◆ Short exercise: Count the lines in the records below that contain the string "wooden", matching case exactly, and give only that number.

--- Start of Supplied material ---

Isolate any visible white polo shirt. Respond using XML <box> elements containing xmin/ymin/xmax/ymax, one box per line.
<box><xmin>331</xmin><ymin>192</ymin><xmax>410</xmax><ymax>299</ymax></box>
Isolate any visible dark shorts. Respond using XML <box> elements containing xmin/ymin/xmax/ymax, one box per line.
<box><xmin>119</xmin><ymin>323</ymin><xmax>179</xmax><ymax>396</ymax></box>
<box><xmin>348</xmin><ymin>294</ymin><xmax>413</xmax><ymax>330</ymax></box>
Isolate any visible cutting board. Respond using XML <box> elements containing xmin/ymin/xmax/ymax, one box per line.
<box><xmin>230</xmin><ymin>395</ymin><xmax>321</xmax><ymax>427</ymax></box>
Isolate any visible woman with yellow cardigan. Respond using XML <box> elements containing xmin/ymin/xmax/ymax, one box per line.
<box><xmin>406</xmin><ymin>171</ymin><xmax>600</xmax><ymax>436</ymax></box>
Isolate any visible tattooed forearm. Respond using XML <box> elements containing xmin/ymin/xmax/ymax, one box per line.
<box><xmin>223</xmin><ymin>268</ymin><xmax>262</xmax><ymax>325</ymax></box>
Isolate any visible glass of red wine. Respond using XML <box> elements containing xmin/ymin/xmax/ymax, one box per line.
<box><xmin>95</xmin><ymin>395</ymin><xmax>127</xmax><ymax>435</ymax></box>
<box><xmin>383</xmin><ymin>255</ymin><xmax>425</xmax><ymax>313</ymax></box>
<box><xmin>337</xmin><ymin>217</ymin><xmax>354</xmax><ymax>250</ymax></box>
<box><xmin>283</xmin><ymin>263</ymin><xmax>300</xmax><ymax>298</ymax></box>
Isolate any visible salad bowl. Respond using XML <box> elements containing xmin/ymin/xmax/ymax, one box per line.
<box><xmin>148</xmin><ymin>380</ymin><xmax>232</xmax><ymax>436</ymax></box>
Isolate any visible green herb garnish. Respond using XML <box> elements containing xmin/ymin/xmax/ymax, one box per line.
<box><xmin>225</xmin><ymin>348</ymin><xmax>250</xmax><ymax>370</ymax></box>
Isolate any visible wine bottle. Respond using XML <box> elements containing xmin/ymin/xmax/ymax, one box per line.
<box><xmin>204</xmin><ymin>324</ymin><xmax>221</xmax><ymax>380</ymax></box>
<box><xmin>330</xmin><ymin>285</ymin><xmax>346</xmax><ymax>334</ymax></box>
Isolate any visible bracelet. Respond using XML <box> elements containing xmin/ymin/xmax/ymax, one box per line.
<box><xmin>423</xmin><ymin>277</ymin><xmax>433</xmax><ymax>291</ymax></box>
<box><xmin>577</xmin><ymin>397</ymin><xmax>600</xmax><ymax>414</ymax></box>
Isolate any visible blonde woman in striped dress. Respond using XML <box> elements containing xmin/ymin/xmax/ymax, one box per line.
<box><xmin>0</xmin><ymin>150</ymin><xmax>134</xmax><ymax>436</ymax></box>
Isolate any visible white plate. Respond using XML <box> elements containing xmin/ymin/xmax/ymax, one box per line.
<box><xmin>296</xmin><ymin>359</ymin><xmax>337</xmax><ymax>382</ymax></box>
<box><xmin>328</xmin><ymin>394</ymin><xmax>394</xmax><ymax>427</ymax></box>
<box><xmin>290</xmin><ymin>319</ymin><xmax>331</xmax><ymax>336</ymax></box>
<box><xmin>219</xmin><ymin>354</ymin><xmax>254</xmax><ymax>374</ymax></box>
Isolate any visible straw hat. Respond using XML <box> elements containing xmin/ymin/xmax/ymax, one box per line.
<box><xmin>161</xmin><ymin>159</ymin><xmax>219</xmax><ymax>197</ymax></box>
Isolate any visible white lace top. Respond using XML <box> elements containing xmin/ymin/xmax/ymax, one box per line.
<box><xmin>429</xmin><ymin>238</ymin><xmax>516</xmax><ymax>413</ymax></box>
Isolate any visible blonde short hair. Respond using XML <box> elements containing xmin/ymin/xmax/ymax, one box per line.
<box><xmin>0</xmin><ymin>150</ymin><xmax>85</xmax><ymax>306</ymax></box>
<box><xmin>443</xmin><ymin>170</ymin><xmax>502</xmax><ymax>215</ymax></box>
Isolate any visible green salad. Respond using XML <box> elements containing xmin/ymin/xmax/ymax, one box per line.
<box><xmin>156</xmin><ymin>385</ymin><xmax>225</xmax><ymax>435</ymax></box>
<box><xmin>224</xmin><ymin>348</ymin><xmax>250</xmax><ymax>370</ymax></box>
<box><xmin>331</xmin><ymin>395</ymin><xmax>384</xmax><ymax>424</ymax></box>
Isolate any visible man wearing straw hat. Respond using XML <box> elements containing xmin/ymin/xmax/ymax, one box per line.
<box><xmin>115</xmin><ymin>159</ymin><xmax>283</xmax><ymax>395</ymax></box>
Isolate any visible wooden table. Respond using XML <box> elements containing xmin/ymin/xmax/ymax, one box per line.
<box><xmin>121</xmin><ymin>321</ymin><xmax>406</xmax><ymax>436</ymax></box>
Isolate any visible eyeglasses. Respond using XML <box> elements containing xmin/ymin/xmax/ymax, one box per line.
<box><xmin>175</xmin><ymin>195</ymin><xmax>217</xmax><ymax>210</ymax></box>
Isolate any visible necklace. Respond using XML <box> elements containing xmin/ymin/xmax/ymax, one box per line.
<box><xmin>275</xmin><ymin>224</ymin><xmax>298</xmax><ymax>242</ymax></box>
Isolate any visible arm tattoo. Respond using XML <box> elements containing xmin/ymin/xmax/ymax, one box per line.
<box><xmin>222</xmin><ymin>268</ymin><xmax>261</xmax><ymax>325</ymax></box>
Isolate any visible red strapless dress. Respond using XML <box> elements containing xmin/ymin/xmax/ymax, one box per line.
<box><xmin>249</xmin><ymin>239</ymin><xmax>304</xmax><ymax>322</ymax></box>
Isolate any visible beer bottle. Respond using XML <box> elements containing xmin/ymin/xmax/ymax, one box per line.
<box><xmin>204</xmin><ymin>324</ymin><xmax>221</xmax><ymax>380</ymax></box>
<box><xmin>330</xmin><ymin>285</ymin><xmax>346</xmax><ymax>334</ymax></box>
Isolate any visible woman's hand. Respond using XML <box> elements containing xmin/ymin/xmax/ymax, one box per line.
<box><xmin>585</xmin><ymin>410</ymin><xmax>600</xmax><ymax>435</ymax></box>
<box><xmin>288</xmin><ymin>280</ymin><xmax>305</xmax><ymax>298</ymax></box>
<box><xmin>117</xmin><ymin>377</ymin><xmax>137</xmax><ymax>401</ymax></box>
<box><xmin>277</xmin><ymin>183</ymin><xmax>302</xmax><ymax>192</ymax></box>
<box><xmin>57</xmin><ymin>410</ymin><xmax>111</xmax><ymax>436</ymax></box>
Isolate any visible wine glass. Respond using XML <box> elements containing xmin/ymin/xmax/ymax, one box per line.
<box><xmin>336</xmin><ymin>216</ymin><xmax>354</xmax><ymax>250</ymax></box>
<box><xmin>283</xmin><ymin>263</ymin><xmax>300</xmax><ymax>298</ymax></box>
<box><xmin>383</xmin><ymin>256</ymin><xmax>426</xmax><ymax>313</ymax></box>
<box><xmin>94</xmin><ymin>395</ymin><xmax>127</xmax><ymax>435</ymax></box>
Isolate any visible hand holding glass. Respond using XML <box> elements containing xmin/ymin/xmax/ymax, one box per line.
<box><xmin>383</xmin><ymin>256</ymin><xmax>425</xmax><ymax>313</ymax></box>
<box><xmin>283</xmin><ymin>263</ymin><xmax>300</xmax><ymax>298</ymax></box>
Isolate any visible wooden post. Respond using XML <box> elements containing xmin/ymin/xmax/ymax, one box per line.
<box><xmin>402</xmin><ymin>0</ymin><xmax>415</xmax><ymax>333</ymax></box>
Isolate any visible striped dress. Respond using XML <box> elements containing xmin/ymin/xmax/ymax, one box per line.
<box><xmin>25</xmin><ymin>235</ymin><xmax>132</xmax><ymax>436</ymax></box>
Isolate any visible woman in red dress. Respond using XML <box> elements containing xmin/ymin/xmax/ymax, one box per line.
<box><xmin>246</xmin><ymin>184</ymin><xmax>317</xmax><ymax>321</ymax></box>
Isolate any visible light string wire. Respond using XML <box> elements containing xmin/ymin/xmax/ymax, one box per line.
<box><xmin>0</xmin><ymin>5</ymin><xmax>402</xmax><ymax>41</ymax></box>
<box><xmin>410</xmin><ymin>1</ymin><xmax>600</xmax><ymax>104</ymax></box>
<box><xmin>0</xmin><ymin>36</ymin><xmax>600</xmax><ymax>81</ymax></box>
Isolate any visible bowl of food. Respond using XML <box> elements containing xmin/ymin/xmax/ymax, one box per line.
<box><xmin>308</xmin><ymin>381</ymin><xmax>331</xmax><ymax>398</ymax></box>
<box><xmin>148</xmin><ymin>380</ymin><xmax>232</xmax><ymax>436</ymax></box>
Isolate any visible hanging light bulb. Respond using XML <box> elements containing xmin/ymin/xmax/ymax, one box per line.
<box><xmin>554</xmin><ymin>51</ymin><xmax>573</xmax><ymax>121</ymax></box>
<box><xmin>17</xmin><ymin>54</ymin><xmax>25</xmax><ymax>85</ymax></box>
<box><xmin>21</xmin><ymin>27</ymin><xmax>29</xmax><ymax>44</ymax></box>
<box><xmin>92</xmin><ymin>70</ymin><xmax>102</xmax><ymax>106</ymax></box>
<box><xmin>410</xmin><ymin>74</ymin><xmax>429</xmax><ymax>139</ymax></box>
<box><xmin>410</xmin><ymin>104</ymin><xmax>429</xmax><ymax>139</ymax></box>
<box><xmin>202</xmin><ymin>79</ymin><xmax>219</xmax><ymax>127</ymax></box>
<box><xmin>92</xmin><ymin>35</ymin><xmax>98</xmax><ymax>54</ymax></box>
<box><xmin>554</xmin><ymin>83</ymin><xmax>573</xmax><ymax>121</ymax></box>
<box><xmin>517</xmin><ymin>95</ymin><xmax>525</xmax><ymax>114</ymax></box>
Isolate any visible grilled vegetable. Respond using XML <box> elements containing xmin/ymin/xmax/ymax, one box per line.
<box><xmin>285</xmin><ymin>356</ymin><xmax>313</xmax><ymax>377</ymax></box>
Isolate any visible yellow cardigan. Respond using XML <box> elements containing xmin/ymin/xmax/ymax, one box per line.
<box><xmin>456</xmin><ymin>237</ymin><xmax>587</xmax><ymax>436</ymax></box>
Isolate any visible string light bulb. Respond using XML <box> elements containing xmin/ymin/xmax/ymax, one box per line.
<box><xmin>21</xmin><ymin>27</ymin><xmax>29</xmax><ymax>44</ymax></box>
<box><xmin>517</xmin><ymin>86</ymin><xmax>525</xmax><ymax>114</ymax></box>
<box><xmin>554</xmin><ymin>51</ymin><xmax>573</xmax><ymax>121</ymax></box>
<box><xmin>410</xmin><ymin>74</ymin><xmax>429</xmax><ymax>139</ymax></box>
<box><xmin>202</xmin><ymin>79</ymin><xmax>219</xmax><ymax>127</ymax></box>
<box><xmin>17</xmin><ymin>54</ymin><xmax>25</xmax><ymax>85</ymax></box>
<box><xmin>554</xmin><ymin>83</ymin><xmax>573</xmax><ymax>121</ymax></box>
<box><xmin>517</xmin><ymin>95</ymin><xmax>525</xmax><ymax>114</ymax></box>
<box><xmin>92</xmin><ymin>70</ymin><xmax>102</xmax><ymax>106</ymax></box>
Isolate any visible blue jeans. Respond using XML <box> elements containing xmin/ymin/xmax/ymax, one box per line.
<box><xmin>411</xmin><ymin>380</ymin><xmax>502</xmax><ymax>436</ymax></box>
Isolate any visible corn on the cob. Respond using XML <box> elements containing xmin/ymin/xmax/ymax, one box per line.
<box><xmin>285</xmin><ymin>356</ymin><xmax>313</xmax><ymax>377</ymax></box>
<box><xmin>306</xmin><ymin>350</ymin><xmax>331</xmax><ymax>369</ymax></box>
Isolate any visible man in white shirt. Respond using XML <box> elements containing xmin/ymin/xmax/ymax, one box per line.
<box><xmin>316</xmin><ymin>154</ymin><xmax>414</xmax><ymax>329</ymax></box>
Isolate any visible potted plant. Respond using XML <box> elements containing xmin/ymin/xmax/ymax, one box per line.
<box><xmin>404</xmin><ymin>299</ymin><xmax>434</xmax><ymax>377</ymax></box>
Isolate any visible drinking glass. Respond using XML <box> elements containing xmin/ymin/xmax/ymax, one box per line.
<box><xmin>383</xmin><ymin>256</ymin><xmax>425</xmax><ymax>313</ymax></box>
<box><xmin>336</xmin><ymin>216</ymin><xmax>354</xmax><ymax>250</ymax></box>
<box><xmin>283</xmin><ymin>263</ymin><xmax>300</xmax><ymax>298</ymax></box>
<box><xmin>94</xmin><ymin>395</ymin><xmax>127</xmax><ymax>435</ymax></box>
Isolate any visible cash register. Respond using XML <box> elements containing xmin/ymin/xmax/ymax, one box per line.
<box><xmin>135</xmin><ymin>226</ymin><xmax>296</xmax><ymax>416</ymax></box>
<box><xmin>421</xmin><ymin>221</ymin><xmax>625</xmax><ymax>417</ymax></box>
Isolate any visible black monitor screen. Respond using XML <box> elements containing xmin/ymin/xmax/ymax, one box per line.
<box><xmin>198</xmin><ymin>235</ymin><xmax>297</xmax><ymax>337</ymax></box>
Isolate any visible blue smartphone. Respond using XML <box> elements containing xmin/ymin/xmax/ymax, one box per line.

--- End of Supplied material ---

◆ Exercise output: 2